### DATA SECTION

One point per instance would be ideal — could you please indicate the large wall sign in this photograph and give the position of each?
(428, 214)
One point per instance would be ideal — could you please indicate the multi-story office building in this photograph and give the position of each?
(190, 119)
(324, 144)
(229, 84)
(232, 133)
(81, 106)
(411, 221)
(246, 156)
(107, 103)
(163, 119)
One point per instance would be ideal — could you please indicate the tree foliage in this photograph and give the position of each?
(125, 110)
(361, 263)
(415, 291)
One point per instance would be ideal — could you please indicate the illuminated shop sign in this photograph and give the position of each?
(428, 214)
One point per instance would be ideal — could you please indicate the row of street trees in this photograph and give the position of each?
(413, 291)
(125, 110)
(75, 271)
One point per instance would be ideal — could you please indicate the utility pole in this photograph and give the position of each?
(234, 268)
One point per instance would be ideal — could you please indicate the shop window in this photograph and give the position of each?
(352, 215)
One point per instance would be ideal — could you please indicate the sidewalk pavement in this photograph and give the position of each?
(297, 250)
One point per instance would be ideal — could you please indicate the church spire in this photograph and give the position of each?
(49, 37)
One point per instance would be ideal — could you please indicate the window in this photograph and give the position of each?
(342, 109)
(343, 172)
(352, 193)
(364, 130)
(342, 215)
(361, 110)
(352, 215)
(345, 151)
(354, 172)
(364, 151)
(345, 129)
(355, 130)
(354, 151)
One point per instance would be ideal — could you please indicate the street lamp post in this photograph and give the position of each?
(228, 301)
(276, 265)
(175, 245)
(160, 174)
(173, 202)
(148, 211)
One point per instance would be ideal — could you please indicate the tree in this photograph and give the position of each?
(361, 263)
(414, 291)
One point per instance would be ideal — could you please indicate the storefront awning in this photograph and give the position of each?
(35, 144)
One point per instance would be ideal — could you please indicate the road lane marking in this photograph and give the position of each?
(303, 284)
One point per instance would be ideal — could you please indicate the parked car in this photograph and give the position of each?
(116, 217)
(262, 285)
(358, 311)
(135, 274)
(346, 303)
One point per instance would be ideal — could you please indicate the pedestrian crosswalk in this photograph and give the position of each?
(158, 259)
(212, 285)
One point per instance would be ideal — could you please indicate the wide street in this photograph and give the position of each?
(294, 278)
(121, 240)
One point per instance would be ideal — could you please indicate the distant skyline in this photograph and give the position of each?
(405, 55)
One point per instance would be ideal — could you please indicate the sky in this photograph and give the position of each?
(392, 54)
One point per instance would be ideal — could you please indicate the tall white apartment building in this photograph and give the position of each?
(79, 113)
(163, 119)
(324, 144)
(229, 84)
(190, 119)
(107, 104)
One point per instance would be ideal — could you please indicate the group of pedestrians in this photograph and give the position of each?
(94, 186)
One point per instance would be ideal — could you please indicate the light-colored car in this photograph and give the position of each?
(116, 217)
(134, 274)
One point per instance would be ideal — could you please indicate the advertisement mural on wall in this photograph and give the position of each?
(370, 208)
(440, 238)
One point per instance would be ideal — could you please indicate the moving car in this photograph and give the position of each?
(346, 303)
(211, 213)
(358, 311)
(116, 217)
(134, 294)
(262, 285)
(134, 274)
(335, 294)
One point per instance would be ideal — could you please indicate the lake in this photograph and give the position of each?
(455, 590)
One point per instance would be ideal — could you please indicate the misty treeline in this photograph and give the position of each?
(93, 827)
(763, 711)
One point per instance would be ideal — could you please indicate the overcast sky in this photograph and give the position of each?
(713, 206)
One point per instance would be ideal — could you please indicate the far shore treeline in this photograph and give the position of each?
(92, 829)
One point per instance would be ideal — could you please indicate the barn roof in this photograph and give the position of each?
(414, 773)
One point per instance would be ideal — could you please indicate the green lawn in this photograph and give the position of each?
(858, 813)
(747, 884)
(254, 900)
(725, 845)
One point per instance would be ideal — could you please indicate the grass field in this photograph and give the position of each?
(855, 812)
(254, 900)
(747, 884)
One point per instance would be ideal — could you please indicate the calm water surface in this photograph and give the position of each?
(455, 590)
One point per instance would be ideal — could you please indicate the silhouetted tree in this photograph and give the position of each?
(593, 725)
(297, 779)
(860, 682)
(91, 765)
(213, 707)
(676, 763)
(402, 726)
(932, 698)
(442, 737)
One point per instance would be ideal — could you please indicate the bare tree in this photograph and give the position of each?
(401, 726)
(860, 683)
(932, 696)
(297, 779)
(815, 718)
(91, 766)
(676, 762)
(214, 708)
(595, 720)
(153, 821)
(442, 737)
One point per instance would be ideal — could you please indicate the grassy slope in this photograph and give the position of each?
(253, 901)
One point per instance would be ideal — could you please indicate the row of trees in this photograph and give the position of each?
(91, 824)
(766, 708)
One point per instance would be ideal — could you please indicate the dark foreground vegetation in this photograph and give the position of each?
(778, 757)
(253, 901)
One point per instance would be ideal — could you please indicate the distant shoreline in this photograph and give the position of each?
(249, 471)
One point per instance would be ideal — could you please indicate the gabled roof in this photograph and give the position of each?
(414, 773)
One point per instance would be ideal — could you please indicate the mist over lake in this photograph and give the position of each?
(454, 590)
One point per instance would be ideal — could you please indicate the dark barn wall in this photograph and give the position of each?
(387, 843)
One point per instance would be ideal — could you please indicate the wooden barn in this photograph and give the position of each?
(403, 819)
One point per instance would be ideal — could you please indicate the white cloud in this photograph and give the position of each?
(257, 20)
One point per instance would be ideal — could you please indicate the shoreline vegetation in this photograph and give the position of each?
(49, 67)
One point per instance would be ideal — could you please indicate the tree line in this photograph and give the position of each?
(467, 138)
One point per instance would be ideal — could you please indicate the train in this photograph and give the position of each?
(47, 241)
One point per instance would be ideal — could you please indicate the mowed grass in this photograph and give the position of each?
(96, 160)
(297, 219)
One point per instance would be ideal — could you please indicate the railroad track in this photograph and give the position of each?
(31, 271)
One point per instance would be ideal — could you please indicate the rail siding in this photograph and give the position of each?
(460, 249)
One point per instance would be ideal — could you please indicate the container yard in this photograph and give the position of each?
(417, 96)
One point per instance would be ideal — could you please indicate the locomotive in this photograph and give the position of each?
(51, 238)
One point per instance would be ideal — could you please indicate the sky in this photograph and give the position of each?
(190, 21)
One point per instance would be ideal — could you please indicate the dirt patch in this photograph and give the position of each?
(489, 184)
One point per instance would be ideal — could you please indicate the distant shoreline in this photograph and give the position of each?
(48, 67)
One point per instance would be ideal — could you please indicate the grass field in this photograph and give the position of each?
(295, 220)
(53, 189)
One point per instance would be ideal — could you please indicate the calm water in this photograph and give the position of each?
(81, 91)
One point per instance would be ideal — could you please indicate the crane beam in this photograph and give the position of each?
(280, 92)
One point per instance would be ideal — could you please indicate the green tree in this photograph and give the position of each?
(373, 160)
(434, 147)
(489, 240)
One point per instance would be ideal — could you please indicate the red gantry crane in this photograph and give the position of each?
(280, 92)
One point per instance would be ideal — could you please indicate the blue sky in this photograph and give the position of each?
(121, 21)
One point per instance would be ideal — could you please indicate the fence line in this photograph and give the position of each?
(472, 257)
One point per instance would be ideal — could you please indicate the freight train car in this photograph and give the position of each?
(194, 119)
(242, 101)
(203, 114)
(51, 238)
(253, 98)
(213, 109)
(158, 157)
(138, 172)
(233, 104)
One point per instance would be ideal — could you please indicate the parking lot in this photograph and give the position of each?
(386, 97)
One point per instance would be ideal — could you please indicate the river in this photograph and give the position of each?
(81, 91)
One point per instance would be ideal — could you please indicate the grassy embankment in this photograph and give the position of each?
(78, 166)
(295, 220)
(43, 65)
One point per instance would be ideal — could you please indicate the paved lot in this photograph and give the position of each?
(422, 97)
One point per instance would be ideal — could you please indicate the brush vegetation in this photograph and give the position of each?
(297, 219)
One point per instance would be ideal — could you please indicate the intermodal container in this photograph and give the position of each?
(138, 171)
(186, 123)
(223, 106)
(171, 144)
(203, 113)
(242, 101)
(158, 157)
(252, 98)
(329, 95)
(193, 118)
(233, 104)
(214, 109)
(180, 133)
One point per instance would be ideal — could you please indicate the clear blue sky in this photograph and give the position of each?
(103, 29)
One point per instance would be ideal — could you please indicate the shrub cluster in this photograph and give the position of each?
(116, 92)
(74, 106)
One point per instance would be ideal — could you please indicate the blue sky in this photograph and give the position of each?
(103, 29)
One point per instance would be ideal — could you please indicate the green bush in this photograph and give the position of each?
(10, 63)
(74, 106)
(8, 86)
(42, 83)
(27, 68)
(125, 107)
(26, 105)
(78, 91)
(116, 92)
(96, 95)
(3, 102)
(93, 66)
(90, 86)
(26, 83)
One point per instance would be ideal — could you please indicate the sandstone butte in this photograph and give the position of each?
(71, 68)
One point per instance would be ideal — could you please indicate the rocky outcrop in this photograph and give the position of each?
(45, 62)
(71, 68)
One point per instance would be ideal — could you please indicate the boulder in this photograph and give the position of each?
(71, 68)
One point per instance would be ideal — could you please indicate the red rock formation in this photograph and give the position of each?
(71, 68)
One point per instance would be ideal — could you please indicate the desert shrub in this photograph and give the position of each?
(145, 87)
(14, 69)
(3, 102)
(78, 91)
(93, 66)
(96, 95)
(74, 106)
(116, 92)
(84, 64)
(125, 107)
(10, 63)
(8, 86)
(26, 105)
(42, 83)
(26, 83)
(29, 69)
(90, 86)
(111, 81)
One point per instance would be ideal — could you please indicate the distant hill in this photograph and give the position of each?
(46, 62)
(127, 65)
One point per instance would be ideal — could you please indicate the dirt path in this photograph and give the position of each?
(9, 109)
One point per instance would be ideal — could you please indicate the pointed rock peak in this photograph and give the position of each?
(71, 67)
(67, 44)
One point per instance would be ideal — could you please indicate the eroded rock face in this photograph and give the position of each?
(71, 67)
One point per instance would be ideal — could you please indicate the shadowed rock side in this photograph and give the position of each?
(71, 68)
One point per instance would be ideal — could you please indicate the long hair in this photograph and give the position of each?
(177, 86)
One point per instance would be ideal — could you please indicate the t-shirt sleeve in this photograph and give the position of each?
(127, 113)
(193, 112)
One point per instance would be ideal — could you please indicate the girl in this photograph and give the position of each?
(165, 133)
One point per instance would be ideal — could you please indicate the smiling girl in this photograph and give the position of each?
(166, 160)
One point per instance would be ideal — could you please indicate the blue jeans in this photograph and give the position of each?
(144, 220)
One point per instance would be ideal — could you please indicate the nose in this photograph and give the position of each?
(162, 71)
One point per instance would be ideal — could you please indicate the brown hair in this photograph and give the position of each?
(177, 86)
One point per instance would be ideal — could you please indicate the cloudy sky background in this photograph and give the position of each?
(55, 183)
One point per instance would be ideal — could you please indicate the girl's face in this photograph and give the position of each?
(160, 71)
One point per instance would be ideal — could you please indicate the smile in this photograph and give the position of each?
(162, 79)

### PROBLEM REQUIREMENTS
Every line from the one containing "indicate the nose" through the last line of the entries must be written out verbatim, and no other line.

### RIGHT ANSWER
One point per instance would be ideal — could you please indicate the nose in this photograph and give the position of each?
(162, 71)
One point per instance would be ideal — could you please indicate the brown hair in this photograph and give the position of each?
(177, 86)
One point per instance would be ideal — could you please indicate the cloudy sky background in this photograph and give the position of each?
(55, 183)
One point per instance would be ideal — could you please indicate the girl's face in this photograph and give the position of each?
(160, 71)
One point per instance would be ideal — could you please indicate the smile in this photograph and give the position of each?
(162, 79)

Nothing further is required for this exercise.